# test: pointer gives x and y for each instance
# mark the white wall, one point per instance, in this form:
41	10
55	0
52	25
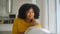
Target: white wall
15	7
58	17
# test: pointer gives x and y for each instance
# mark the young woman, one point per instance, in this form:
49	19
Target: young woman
26	18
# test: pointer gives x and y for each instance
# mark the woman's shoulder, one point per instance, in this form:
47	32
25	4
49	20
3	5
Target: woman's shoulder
17	19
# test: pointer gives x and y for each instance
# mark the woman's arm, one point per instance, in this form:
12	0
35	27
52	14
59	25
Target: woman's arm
14	28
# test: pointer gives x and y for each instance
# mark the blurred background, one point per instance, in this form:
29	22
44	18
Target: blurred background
49	14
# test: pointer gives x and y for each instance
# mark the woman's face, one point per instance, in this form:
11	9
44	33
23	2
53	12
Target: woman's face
30	14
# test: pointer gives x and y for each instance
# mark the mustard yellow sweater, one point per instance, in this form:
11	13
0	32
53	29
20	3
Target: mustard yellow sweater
20	25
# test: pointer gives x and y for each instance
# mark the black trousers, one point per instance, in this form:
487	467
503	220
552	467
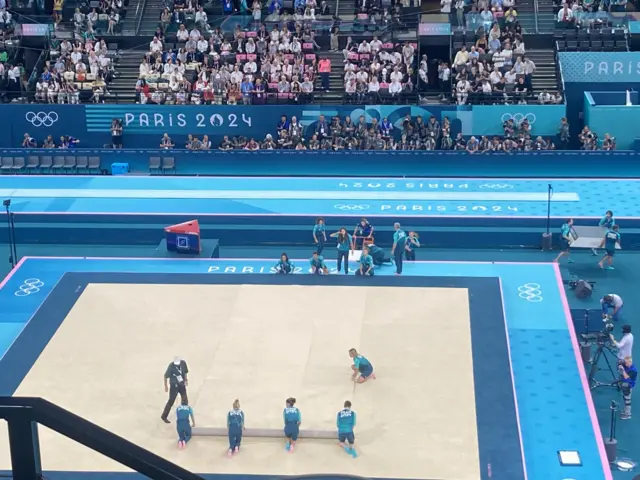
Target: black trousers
397	256
174	390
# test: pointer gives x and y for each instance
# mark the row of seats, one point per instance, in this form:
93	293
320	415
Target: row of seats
50	164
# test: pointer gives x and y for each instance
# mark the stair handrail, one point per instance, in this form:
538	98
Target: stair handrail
24	413
142	9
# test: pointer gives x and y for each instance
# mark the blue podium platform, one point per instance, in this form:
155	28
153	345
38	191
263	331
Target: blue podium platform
210	248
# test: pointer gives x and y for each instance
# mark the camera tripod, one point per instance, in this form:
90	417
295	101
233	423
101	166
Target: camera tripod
602	352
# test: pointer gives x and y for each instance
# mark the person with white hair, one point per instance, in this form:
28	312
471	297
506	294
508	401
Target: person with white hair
175	382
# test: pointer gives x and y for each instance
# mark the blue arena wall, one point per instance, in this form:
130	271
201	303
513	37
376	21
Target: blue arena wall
595	72
145	124
545	164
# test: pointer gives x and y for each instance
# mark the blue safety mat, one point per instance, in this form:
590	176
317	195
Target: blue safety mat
320	196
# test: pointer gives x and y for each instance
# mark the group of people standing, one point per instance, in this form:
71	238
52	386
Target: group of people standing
175	382
403	248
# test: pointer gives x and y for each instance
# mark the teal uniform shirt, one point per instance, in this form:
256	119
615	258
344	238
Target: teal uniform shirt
183	412
346	420
360	361
235	418
366	261
608	222
291	415
399	238
317	262
610	239
345	246
410	245
281	266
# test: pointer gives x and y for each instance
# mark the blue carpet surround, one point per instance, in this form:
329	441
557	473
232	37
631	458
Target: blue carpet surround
498	432
251	211
554	407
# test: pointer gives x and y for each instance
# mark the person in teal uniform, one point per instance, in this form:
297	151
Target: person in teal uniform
235	425
184	421
399	242
284	265
609	242
410	245
363	230
317	264
606	222
319	234
362	368
566	238
366	263
292	421
346	422
345	245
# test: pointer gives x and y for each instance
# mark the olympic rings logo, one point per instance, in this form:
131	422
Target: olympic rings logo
496	186
41	119
531	292
352	208
518	118
30	285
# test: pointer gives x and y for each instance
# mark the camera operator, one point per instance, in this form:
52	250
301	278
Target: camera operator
116	133
625	345
612	302
628	377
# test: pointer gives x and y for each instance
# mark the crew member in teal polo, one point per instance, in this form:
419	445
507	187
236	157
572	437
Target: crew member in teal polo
319	234
345	244
184	414
284	265
317	264
346	422
366	263
609	242
566	237
605	222
399	242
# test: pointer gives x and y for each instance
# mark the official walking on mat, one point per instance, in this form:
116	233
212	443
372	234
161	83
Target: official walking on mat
607	221
235	424
362	368
399	242
175	382
284	265
366	263
317	264
410	247
184	421
346	422
292	421
319	234
566	237
345	245
609	242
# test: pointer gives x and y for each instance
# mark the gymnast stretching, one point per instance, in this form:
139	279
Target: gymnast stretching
362	368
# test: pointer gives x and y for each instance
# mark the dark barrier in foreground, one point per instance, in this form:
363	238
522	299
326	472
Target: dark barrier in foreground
548	164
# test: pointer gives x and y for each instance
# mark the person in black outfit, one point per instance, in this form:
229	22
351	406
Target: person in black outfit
175	382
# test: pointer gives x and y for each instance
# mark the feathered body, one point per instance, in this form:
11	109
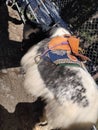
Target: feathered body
70	93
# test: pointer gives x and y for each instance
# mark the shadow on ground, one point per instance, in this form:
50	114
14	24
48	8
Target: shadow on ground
25	117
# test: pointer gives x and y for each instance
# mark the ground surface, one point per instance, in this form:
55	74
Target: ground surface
18	111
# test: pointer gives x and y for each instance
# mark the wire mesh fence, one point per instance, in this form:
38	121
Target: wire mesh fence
83	16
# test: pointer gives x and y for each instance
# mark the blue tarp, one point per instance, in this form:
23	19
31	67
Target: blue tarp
45	12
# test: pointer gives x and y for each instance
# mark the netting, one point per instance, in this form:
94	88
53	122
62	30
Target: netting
83	16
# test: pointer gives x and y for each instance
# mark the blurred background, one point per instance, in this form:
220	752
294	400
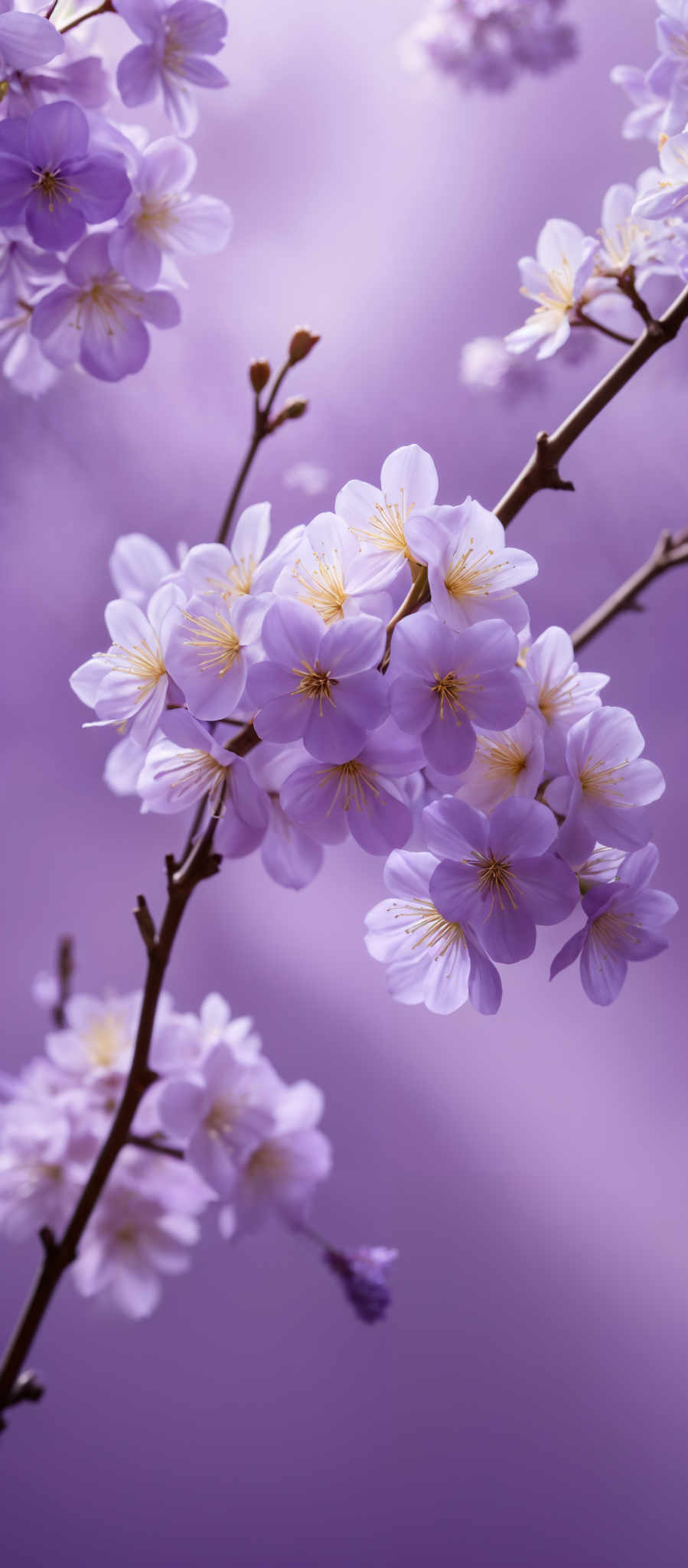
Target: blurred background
527	1399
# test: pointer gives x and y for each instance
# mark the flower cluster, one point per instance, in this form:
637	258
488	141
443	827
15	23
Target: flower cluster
489	43
93	217
262	689
217	1125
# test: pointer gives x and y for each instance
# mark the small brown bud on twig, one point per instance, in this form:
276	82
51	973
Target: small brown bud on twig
303	341
259	374
293	408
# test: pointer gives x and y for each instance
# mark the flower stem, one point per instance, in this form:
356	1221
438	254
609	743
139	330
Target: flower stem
543	469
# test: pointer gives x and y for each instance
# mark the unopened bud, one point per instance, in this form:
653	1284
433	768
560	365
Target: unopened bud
293	408
259	374
303	341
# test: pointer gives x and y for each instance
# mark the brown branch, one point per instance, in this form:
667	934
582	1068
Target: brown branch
58	1255
670	550
543	469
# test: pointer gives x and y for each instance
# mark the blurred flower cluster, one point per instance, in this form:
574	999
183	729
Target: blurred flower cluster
489	43
233	1132
592	281
93	215
260	689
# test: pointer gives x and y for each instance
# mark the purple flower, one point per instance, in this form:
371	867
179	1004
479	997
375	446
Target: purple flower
472	574
608	785
497	872
560	278
212	648
223	1112
49	181
174	40
318	684
97	317
184	767
378	516
364	795
505	763
25	40
624	921
444	681
559	691
160	217
429	959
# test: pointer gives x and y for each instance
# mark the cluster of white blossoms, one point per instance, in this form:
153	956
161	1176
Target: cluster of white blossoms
282	697
218	1126
593	281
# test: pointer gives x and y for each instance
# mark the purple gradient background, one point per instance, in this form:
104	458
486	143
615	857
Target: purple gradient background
527	1399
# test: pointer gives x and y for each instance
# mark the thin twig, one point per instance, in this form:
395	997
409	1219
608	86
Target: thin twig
670	550
543	469
64	971
86	16
58	1255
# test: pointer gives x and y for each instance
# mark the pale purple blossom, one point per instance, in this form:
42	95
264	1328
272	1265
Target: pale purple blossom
363	795
559	691
472	571
97	317
51	181
444	682
130	681
282	1171
330	573
624	926
378	516
505	763
668	194
143	1228
429	959
139	567
212	646
171	57
318	684
242	568
560	279
221	1114
38	1177
607	788
499	872
185	767
161	217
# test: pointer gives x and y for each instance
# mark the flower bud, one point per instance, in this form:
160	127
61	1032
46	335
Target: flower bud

+===+

● WHAT IS REQUIRED:
In your copy, leave out the pictures and reproduce the material above exactly.

● FULL ANSWER:
# test: pointer gives x and y for each instance
# mark the white wall, one point per instance, in this form:
41	10
55	0
52	25
Target: white wall
15	7
58	17
# test: pointer gives x and y for each instance
# mark the young woman, one point per instance, in this form:
49	19
Target: young woman
26	18
# test: pointer gives x and y for each instance
# mark the woman's shoulder, one point per instance, in this form:
47	32
25	4
49	20
3	5
Target: woman's shoulder
17	19
# test: pointer gives x and y for each instance
# mark the woman's arm, one point per instance, in this form:
12	0
35	27
52	14
59	25
Target: woman's arm
14	28
# test: pointer gives x and y for each instance
# mark the blurred background, one point per instance, in this form:
29	22
44	18
Target: blurred background
49	14
# test: pointer gives x and y for each instance
# mark the woman's face, one point per instance, in this form:
11	9
44	33
23	2
53	12
Target: woman's face
30	14
# test: pointer gives x and y for each instance
# mark the mustard yellow sweater, one point per instance, in this form:
11	13
0	32
53	29
20	3
Target: mustard yellow sweater
20	25
# test: pointer gives x and y for each instance
# mark the black trousers, one point per instance, in this form:
487	467
503	220
552	467
Target: black trousers
397	256
174	390
# test: pointer gives x and y for each instance
# mark the row of seats, one point per instance, in this form:
93	293
320	415
Target: row of seats
50	164
# test: pointer gives x and y for each instance
# mark the stair handrail, one point per instance, in this form:
538	98
Target: stair handrail
24	413
142	9
# test: pointer gives x and y for each instance
# mark the blue podium platform, one point per instance, in this form:
155	28
153	345
38	191
263	331
Target: blue podium platform
210	248
# test: pointer gives x and y for each instance
# mark the camera tripod, one point per instance, in this form:
90	417
295	101
233	423
101	166
Target: camera tripod
602	352
# test: pointer gives x and y for each instance
# mark the person with white hair, one point per instance, in this form:
28	312
471	297
506	294
508	401
Target: person with white hair
175	382
# test: pointer gives x and y for each instance
# mark the blue arena wall, one point per instance, in this form:
130	271
201	303
513	37
376	21
Target: blue arena wall
595	72
145	124
545	164
# test: pointer gives x and y for each instance
# mark the blue safety mat, one point per instance, in this form:
590	176
317	195
Target: blue safety mat
320	196
# test: pointer gives x and y for each instance
# mark the group of people standing, one point per instance, in this form:
71	238
52	386
Target: group of people standing
175	382
403	248
# test: pointer gives x and y for each instance
# mark the teal uniform shirt, one point per instance, in this form:
256	119
615	258
344	238
Target: teal uniform shirt
183	412
346	420
360	361
235	418
366	261
608	222
291	415
399	238
317	262
610	239
345	246
410	245
281	266
# test: pointer gives x and y for each instance
# mark the blue carpet surround, one point per instance, in this form:
329	441
557	473
232	37
631	458
Target: blue carpet surround
498	432
251	211
554	407
# test: pointer gives x and y for each instance
# mark the person in teal uniform, one point per instance, in this form:
297	151
Target: person in teal uniform
235	425
184	421
399	242
284	265
609	242
410	245
363	230
317	264
606	222
319	234
362	368
566	238
366	263
292	421
346	422
345	245
# test: pointer gives x and y for each instance
# mark the olympic rings logo, one point per instance, in this form:
131	422
Target: olympic rings logo
496	186
41	119
531	292
352	208
518	118
30	285
# test: pointer gives x and y for each instance
# mark the camera operator, one point per instance, in this form:
52	250
301	278
Target: camera operator
116	133
625	345
612	302
628	377
# test: pointer gives x and y for each instance
# mark the crew member in teal polo, one point per instance, in this form:
419	445
507	187
236	157
572	437
Target: crew member in teal polo
319	234
345	244
184	414
284	265
317	264
346	422
366	263
609	242
566	237
605	222
399	242
# test: pointer gives x and y for each instance
# mark the official walking on mat, one point per instance, in this form:
116	233
212	443
372	234
161	83
Target: official walking on mat
607	221
235	424
362	368
399	242
175	382
284	265
366	263
317	264
410	247
184	421
346	422
292	421
319	234
566	237
345	245
609	242
# test: pointer gives x and y for each instance
# mark the gymnast stretching, one point per instance, in this form:
139	279
Target: gymnast stretching
362	368
# test: pointer gives x and y for each instance
# mark the dark barrier in foreground, one point per instance, in this form:
363	238
522	299
326	472
Target: dark barrier in foreground
548	164
# test: pointer gives x and y for each instance
# mark the person in black outfit, one point per instance, in this form:
229	22
351	406
Target: person in black outfit
175	382
# test: pointer gives x and y for each instance
# mark the feathered body, one point per instance, in this form:
11	109
Target: feathered body
70	93
# test: pointer gives x and y for each instance
# mark the shadow on ground, one point per instance, in this form:
50	114
14	24
48	8
Target: shadow on ground
25	117
# test: pointer gives x and y for each instance
# mark the ground surface, one point per instance, in this form:
55	74
Target: ground surface
18	111
# test: pointer gives x and y for each instance
# mark the wire mesh fence, one point per instance, in this form:
38	121
Target: wire mesh fence
83	16
# test: pointer gives x and y for each instance
# mark the blue tarp, one point per instance, in this form:
23	19
31	67
Target: blue tarp
45	12
# test: pointer gives x and y for each instance
# mark the netting, one point per instance, in this form:
94	88
53	122
62	30
Target: netting
83	16
# test: pointer gives x and y for each instance
# mark the blurred background, one point per instance, in this form:
220	752
294	400
Target: blurred background
527	1399
# test: pointer gives x and y for each instance
# mark the flower cluster, one point per instance, in this form:
637	258
488	141
443	827
15	23
Target: flower cluster
489	43
93	217
262	689
217	1125
# test: pointer gives x and y for each instance
# mark the small brown bud on twig, one point per instance, in this form:
276	82
51	973
Target: small brown bud on twig
303	341
259	374
293	408
# test: pointer gives x and y for each instance
# mark the flower stem, one point per instance, in this form:
356	1221
438	254
609	743
139	330
Target: flower stem
543	469
# test: pointer gives x and y for each instance
# mark the unopened bud, one point per instance, in this form:
653	1284
433	768
560	365
Target: unopened bud
293	408
259	374
303	341
# test: pointer gives x and y for each instance
# mark the brown branch, one point per instance, in this form:
667	934
582	1068
Target: brown branch
58	1255
670	550
543	469
# test: pointer gives x and y for each instance
# mark the blurred flower cluster, one point per instance, in this form:
574	999
183	729
Target: blurred flower cluster
489	43
233	1132
592	281
93	215
260	689
# test: pointer gives x and y for each instance
# mark the purple flower, one point per instance, in this form:
371	867
179	1004
479	997
375	446
Target: purple flower
472	574
608	785
497	872
560	278
212	648
223	1112
49	181
174	40
318	684
97	317
184	767
378	516
364	795
505	763
25	40
624	921
444	681
559	691
160	217
429	959
# test: pointer gives x and y for each instance
# mark the cluster of white blossoms, one point per instance, in this form:
153	956
161	1176
Target: cluster of white blossoms
282	697
218	1126
593	281
# test: pointer gives x and y for each instance
# mark the purple gradient background, one point per instance, in this form:
104	458
486	143
615	857
Target: purple gradient background
527	1399
# test: pointer gives x and y for each instance
# mark the thin twig, one point per instance, in this form:
395	997
409	1219
608	86
Target: thin twig
670	550
543	469
64	971
86	16
58	1255
# test: pointer gives x and y for each instance
# mark the pale purple blossom, one point per instance, in this form:
42	95
264	1328
272	1265
Target: pale purple blossom
363	795
559	691
472	571
97	317
51	181
444	682
130	681
282	1171
330	573
624	926
378	516
505	763
668	194
143	1228
429	959
139	567
212	646
171	57
318	684
242	568
560	279
221	1114
38	1177
607	788
499	872
185	767
161	217
# test: pointer gives x and y for each instance
# mark the flower bud, one point per instance, in this form:
160	127
61	1032
46	335
Target: flower bud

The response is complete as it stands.